Di Redazione su Domenica, 09 Febbraio 2020
Categoria: I Maestri del Pensiero

Fëdor Dostoevskij: "Tu sei giusto o Signore, perché i bambini devono soffrire?"

 Fëdor Michajlovič Dostoevskij, noto come Fëdor Dostoevskij (Mosca, 11 novembre 1821San Pietroburgo, 9 febbraio 1881), è stato uno scrittore e filosofo russo.

È considerato, insieme a Tolstoj, uno dei più grandi romanzieri e pensatori russi di tutti i tempi. A lui è intitolato il cratere Dostoevskij sulla superficie di Mercurio. Le opere che lo hanno reso maggiormente famoso sono Memorie dal sottosuolo, Delitto e castigo, L'idiota, I demoni e I fratelli Karamazov, e viene considerato un esponente dell'esistenzialismo e dello psicologismo. Egli fu un uomo e un intellettuale spesso contraddittorio. Identificato dapprima come voce della corrente nichilista-populista, Dostoevskij capeggiò poi le file degli intellettuali russi più conservatori di fine Ottocento. Nelle Memorie dalla casa dei morti (1859-1862) fanno capolino i grandi valori della tolleranza religiosa, della libertà dalle prigionie materiali e morali, della indulgenza verso i malfattori, cioè verso coloro che, pur essendosi macchiati di crimini contro la legge, sono in definitiva solamente persone più sfortunate e più infelici, e quindi più amate da Dio, che vuole la salvezza del peccatore e non la sua condanna. Tutto è dunque proiettato verso "la libertà, una nuova vita, la resurrezione dai morti..."

A distanza di vent'anni dalle Memorie, alcuni di questi aspetti caratterizzanti del pensiero del giovane e progressista Dostoevskij si rovesceranno completamente nelle riflessioni severe e conservatrici del Diario di uno scrittore (1873-1881), ossia gli articoli scritti sul Cittadino di intonazione nazionalista e slavofila, e nelle sue pagine di riflessione, dove attacca gli usurai ebrei, difende la Chiesa ortodossa russa come unico vero cristianesimo specie in polemica con la dottrina e la gerarchia della Chiesa cattolica (ne L'idiota definisce il cattolicesimo come "peggiore dell'ateismo" stesso), critica Cavour per il modo in cui ha unito l'Italia (pur riconoscendogli doti diplomatiche) e prende posizione contro il lassismo giudiziario, polemizzando contro i progressisti che, dando la colpa di ogni violenza individuale all'ambiente sociale, chiedevano pene meno severe per gli assassini. Attacca il darwinismo sociale, il materialismo storico e il nascente superomismo (Thomas Carlyle, che ispirerà Nietzsche) già attaccato in Delitto e castigo nella figura del protagonista Raskol'nikov, omicida per un presunto bene superiore, oltre che per l'appunto le sentenze lievi o assolutorie nei confronti delle violenze famigliari sui bambini. L'autore esorta a non assolvere il peccato assieme al peccatore, mantenendo pene severe per i reati gravi, pur dichiarandosi sempre contrario alla pena di morte e pietoso verso le condizioni carcerarie.

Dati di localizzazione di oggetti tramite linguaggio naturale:
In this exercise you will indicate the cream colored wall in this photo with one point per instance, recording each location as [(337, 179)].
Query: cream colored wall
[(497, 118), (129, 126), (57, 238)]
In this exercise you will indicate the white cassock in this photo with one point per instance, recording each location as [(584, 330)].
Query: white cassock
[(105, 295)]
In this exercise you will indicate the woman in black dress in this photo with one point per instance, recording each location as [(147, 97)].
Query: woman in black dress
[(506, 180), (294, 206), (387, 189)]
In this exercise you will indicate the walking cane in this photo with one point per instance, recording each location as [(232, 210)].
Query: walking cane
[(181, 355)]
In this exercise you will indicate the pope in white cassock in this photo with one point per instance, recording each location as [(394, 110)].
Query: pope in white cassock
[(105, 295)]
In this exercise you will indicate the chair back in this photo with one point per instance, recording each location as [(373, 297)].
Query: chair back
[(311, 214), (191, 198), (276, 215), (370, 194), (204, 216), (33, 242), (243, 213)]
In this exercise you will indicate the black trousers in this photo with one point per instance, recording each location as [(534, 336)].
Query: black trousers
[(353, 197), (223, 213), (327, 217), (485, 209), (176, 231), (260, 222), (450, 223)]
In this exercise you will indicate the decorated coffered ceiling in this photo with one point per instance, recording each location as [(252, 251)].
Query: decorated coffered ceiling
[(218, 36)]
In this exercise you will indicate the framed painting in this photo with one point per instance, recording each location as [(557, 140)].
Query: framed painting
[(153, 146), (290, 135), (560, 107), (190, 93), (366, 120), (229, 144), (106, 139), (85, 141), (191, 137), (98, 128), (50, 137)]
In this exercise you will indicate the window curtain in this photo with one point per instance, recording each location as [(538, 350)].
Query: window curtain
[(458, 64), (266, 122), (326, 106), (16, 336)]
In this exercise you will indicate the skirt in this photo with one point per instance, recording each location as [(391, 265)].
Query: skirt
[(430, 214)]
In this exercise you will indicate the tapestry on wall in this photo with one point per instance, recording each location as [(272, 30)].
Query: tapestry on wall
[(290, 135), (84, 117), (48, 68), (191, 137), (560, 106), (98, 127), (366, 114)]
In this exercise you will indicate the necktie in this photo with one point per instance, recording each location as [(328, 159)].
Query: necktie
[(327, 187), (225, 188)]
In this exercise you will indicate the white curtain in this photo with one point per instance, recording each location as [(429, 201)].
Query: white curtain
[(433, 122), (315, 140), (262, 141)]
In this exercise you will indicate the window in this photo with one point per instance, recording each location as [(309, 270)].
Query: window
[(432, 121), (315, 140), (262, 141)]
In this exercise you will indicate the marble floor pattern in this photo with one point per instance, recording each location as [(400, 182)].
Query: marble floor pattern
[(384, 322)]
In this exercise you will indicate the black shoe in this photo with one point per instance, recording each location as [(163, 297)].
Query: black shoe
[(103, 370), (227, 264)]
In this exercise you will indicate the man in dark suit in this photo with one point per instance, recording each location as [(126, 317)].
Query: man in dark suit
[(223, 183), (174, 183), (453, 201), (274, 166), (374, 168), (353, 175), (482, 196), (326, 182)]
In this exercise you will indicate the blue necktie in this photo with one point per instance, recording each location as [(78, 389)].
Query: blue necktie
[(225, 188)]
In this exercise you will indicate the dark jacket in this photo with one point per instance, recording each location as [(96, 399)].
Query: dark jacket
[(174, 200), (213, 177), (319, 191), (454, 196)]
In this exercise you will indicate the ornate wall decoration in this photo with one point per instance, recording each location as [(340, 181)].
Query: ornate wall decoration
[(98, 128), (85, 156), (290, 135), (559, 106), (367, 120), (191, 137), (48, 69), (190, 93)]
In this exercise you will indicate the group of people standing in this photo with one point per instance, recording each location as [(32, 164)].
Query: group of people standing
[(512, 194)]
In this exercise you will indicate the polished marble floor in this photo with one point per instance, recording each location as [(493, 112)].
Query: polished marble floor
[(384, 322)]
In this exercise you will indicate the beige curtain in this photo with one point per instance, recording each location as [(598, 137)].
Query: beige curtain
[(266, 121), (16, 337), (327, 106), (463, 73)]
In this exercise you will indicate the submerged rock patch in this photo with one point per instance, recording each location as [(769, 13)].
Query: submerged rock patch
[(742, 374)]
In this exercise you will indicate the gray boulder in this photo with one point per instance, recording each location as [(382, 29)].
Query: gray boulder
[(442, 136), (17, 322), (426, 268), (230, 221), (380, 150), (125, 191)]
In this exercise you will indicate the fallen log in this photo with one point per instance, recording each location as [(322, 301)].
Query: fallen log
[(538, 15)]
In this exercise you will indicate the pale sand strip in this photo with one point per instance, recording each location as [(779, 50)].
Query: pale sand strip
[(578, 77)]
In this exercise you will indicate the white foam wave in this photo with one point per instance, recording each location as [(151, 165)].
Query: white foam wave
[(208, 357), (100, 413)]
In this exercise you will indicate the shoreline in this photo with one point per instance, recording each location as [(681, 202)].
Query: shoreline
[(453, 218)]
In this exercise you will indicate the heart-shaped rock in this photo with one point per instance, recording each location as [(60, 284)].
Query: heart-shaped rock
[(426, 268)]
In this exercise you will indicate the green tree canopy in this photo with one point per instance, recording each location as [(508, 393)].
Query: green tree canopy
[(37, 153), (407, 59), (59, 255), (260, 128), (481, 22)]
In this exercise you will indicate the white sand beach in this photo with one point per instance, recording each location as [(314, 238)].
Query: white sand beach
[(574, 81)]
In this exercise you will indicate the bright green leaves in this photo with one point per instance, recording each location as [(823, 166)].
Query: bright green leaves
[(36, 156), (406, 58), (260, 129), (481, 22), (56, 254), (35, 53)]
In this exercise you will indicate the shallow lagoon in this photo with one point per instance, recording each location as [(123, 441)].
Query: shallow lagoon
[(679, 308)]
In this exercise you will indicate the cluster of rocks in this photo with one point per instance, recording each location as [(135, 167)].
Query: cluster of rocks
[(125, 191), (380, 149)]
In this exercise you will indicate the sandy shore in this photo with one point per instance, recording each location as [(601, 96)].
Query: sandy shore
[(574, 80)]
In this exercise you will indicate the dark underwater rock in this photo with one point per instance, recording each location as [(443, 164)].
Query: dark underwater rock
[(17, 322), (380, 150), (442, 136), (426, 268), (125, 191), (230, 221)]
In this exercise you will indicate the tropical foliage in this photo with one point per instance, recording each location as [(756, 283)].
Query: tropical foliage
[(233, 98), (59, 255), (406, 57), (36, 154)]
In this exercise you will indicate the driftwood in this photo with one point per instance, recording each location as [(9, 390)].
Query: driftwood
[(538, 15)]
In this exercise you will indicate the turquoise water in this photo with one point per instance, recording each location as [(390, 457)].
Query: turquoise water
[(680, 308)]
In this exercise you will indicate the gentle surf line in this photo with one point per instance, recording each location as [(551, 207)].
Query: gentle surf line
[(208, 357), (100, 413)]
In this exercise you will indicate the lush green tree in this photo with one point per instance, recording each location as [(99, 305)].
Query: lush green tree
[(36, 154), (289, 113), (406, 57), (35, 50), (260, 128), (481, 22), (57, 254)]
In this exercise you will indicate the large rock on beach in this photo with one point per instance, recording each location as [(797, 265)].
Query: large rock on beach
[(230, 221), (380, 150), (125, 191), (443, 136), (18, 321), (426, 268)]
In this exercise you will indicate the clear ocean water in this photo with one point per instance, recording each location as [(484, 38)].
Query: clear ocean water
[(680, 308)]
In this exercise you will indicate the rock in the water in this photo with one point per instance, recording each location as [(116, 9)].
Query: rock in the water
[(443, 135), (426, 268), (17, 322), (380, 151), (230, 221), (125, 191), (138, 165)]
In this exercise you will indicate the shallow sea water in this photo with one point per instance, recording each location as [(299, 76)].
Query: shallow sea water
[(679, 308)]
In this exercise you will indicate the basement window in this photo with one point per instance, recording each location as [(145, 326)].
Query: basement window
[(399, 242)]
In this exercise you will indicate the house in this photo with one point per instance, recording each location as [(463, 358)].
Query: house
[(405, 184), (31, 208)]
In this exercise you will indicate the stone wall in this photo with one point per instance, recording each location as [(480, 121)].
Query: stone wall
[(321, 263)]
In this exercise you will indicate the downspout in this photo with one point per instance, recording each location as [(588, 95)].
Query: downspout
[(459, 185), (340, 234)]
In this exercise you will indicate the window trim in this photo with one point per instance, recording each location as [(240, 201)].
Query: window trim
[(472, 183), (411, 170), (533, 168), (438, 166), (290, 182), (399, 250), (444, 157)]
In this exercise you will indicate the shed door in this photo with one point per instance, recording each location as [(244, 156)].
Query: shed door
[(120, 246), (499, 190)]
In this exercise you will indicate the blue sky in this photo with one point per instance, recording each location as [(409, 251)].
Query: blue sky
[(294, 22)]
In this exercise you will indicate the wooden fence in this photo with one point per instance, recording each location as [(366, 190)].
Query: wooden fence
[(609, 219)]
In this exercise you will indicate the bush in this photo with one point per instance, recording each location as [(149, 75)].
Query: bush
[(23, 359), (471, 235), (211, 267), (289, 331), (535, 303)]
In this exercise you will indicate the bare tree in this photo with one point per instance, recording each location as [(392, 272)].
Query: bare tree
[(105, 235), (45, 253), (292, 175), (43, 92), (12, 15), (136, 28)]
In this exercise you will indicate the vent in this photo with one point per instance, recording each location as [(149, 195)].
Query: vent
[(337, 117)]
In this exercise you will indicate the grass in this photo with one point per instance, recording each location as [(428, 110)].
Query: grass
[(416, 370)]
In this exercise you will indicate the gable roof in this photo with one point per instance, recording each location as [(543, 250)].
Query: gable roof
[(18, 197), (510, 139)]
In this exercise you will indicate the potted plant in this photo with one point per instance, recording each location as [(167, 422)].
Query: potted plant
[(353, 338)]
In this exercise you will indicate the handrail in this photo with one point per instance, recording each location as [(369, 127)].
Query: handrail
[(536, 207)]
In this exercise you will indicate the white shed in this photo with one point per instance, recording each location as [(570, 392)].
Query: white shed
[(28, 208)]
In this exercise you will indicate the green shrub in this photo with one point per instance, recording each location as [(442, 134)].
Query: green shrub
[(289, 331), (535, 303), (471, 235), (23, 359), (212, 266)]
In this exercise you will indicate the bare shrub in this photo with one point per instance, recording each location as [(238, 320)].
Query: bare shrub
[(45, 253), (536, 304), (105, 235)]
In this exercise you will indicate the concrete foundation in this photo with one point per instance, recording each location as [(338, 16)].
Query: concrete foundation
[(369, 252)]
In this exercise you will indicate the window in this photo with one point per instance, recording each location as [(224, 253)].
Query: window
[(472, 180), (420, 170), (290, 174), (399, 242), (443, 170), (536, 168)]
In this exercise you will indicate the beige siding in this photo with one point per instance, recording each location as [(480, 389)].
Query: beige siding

COMPITI DA SVOLGERE:
[1] Modifichi il passo del testo su Dostoevskij che inizia con le parole "Fëdor Michajlovič Dostoevskij, noto" e termina dopo "e filosofo russo.", sostituendo "filosofo" con "pensatore", e lo riporti per intero.
[2] Prosegua il testo su Dostoevskij dopo l'ultima frase riportata.

RISPOSTE IN ORDINE:
[1]
Fëdor Michajlovič Dostoevskij, noto come Fëdor Dostoevskij (Mosca, 11 novembre 1821San Pietroburgo, 9 febbraio 1881), è stato uno scrittore e pensatore russo.

[2]
Lo scrittore si caratterizza per la sua abilità nel delineare i caratteri morali dei personaggi che appaiono nei suoi romanzi, tra i quali spesso figurano i cosiddetti ribelli, che contrastano con i conservatori dei saldi principi della fede e della tradizione russa. I suoi romanzi sono definibili "policentrici", proprio perché spesso non è dato identificare un vero e proprio protagonista, ma si tratta di identità morali incarnate in figure che si scontrano su di una sorta di palcoscenico dell'anima: l'isolamento e l'aberrazione sociale contro le ipocrisie delle convenzioni imposte dalla vita comunitaria (Memorie dal sottosuolo), la supposta sanità mentale contro la malattia (L'idiota), il socialismo contro lo zarismo (I demoni), la fede contro l'ateismo (I fratelli Karamazov).

Nelle opere di Dostoevskij, come nella sua esistenza, la brama di vivere si scontra con una realtà di sofferenza e si coniuga con una incessante ricerca della verità; egli scrisse: «Nonostante tutte le perdite e le privazioni che ho subito, io amo ardentemente la vita, amo la vita per la vita e, davvero, è come se tuttora io mi accingessi in ogni istante a dar inizio alla mia vita [...] e non riesco tuttora assolutamente a discernere se io mi stia avvicinando a terminare la mia vita o se sia appena sul punto di cominciarla: ecco il tratto fondamentale del mio carattere; ed anche, forse, della realtà.»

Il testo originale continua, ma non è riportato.